#### [WRITTEN TASK]
Repeat every one of the items below word for word, with no changes.
### RECORDS FOR PROCESSING ###
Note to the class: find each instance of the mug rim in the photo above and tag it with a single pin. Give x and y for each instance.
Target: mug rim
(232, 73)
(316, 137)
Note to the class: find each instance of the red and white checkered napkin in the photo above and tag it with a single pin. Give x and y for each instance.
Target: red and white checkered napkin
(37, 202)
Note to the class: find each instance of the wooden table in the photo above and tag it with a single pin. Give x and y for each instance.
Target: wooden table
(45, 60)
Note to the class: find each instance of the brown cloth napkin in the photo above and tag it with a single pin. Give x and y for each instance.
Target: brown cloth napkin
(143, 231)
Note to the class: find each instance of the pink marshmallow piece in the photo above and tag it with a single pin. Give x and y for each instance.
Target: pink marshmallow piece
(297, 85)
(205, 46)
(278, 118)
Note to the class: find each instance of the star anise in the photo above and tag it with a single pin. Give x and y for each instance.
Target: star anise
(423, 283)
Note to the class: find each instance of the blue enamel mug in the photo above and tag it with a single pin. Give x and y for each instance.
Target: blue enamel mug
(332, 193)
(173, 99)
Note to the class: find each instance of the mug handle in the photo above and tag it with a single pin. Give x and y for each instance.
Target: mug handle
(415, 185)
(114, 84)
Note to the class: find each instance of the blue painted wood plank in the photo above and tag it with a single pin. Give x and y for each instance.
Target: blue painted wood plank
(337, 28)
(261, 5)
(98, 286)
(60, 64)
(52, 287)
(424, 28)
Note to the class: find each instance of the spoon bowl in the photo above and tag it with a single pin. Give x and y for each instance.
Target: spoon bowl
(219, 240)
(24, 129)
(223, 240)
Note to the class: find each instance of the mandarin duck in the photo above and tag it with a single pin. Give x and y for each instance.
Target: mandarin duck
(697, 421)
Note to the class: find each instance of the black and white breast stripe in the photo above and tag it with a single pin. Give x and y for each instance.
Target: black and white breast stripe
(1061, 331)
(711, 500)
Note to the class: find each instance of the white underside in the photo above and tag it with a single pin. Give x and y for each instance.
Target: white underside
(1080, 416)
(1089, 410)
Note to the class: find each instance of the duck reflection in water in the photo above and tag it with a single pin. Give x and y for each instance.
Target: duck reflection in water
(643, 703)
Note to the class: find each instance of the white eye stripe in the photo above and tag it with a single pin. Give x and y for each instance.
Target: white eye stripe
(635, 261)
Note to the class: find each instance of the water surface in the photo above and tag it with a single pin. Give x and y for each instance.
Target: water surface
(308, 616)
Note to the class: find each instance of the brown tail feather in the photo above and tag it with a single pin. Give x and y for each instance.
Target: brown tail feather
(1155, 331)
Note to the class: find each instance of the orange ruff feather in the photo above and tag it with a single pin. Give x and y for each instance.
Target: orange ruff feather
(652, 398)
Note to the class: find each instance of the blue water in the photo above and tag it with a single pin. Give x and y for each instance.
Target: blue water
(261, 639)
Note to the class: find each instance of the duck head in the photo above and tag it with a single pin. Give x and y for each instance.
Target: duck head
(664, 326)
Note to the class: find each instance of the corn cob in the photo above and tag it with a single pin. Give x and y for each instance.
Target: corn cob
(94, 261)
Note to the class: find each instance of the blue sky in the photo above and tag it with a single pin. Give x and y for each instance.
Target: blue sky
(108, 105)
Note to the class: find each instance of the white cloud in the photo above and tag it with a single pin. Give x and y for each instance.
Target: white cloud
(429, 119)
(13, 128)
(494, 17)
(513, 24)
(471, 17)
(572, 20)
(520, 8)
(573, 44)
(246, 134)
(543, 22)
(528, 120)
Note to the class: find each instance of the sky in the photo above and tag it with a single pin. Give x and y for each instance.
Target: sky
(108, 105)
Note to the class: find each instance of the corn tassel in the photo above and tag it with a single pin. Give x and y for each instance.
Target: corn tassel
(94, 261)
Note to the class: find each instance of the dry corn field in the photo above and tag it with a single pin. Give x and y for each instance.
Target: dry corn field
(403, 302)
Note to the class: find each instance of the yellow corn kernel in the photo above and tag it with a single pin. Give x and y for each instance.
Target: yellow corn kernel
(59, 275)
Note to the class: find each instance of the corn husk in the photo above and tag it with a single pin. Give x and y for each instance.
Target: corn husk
###
#### [EXERCISE RESULT]
Note to the class: find each instance of the mug rim in the photo above and tag it with a single pin. Give x and y for each instance.
Target: mug rim
(232, 73)
(316, 137)
Note to the class: find each instance of the red and white checkered napkin in the photo above and tag it with a single pin. Give x and y for each instance.
Target: red and white checkered napkin
(37, 202)
Note to the class: find each instance of the wooden table in the photo above and tag it with a single pin. Give x and y for each instance.
Target: wooden table
(45, 60)
Note to the class: find each instance of the brown cloth napkin in the photo above and tag it with a single pin. Give x and y for each instance.
Target: brown cloth napkin
(143, 231)
Note to the class: find each instance of the pink marshmallow piece in the photo above and tag it with a single pin. Give x and y for each instance.
Target: pink marshmallow piece
(297, 85)
(205, 46)
(278, 118)
Note to the class: find each instance of the star anise in the photo above and tag it with a single pin. Give x and y for each instance.
Target: star anise
(423, 283)
Note to the class: find each instance of the blue enamel mug in the photo above and tag it with a single pin. Give x and y for each instance.
Target: blue enamel mug
(332, 193)
(173, 99)
Note to the class: find each instance of the mug handle in the photo above and tag it with a single pin. Give x and y for each instance.
Target: mug handle
(415, 185)
(114, 84)
Note to the class: find each instance of the blue painted wood plank in the photo above and tag it with a single pin. Give x and y for each instance.
Target: blue painted wood plank
(337, 28)
(261, 5)
(98, 286)
(60, 64)
(52, 287)
(424, 28)
Note to the class: find each instance of the spoon bowl in the photo above and tag it with a single pin. Give x and y for each instance.
Target: spoon bowl
(219, 240)
(24, 129)
(223, 240)
Note to the class: find each instance of the mandarin duck in the photo above and tag it with a single pin. Give x and y for each instance.
Target: mandarin duck
(697, 421)
Note to the class: find each instance of the black and white breast stripe in the photo above and tag it with a single pin. Give x and y for each instance.
Target: black and white breast stripe
(1061, 331)
(711, 500)
Note to the class: find each instance of the white underside in the photo above and tag it with a single pin. Give x and y for each instance.
Target: white underside
(1080, 416)
(1089, 410)
Note to the class: find each instance of the duck reflection in water in the photo above and tag it with a single pin. Give x and y for each instance.
Target: duck reflection in water
(643, 703)
Note to the class: find each instance of the white eye stripe in the photo above and tag it with a single pin. Give x and y for each instance.
Target: white eye stripe
(635, 261)
Note to the class: find each instance of the water surface in the photo above and tag it with a single pin. Give x and y for each instance.
Target: water surface
(308, 616)
Note to the class: find each instance of the brown tail feather in the photo above and tag it with a single pin. Give x and y for each instance.
Target: brown tail feather
(1155, 331)
Note to the class: find each instance of the orange ruff feather in the photo above and tag it with a single pin. Give x and y for each instance.
Target: orange ruff feather
(652, 398)
Note to the class: find each instance of the blue water in the photo above and tag it with a single pin. Give x and y for each instance.
Target: blue water
(261, 639)
Note to the class: find each instance of the duck head in the photo above and tag it with a single pin. Give x and y for each instance.
Target: duck head
(664, 326)
Note to the class: find each instance of the corn cob in the photo above and tag it with a single pin. Give x and y for each instance.
Target: corn cob
(94, 261)
Note to the class: find each instance of the blue sky in the photo above and tag it with a single pin. Give x and y for each instance.
Target: blue sky
(108, 105)
Note to the class: find each instance of the white cloud in the photo above and tag it with a single pin. Give x and y for each instance.
Target: white cloud
(429, 119)
(13, 128)
(494, 17)
(513, 24)
(471, 17)
(572, 20)
(520, 8)
(573, 44)
(246, 134)
(543, 22)
(528, 120)
Note to the class: find each instance of the sky in the photo above and tag it with a single pin. Give x and y for each instance.
Target: sky
(108, 105)
Note to the class: find each instance of the corn tassel in the photo above and tag it with a single pin. Give x and y for each instance.
Target: corn tassel
(94, 261)
Note to the class: find each instance of the dry corn field in the photo above and tag it with a single pin. Give x and y for each instance.
Target: dry corn field
(403, 302)
Note to the class: find each instance of the yellow corn kernel in the photo above and tag it with a single pin. Give x and y for each instance.
Target: yellow corn kernel
(59, 275)
Note to the class: find each instance of the corn husk in the photo above and tag it with a single pin. Give x and y for each instance.
Target: corn husk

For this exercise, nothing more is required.